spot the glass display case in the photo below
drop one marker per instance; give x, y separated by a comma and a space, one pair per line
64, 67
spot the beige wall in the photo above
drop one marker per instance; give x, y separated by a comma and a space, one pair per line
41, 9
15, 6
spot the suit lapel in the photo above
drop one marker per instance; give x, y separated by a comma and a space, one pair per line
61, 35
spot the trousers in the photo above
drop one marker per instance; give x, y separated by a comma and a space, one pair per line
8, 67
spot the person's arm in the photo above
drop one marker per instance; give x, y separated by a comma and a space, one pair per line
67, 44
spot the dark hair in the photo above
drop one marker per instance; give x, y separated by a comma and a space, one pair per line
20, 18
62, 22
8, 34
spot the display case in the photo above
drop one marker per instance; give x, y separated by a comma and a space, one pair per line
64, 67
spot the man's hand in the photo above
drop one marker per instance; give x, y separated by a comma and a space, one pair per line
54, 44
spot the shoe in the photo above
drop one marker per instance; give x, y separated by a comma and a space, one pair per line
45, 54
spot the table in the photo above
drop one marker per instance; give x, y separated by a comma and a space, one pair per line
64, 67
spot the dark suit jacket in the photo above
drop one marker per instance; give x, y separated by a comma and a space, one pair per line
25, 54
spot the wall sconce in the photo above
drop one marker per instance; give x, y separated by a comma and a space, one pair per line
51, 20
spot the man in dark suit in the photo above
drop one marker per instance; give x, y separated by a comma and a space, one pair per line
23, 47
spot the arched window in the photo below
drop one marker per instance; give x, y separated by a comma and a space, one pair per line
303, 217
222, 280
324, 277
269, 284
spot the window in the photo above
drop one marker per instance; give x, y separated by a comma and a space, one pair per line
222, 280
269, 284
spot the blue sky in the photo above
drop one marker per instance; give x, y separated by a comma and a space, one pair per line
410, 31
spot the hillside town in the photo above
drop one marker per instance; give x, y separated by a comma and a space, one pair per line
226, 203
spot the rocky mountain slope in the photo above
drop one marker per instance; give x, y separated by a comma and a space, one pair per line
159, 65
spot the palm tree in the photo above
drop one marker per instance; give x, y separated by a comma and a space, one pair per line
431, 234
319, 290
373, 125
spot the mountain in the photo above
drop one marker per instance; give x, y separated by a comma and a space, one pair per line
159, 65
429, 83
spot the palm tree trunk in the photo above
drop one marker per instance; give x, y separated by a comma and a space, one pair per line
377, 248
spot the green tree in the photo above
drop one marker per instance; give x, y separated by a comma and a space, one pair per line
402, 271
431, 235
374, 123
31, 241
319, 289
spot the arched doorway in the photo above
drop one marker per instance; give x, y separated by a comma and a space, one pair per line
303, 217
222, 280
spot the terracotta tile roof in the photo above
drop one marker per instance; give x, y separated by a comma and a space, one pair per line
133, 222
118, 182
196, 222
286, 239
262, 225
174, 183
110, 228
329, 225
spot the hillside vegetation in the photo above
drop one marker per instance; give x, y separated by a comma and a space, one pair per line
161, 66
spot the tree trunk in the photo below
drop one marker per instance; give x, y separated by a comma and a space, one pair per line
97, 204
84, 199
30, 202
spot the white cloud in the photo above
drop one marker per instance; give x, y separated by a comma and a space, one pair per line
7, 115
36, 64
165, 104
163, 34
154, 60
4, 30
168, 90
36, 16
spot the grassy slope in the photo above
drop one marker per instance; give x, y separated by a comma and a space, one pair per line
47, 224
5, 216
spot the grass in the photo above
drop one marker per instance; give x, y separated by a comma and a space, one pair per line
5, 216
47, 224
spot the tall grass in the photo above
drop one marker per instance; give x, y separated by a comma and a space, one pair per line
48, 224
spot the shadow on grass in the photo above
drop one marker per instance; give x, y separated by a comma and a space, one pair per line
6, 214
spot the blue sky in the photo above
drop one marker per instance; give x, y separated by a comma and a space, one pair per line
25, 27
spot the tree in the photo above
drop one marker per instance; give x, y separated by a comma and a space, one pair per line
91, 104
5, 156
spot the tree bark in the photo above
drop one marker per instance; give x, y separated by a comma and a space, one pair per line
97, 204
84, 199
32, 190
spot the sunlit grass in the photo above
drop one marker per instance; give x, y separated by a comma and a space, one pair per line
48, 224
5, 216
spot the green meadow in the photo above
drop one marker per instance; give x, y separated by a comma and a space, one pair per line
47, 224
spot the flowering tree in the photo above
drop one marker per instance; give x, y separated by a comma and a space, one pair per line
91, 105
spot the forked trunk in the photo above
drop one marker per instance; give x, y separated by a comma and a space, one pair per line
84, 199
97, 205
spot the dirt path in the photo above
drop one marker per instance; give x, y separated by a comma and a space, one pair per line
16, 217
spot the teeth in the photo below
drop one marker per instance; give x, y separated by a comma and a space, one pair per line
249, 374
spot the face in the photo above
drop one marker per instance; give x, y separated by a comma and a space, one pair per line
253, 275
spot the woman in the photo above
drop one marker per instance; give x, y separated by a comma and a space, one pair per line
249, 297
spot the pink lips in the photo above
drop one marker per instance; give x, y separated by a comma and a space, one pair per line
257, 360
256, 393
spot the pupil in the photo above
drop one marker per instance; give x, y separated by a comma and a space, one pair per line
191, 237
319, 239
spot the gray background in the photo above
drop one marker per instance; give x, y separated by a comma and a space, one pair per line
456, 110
━━━━━━━━
Review the material and copy each line in which the word "hillside" appears.

spot the hillside town in the photo above
spot the hillside vegetation in the photo above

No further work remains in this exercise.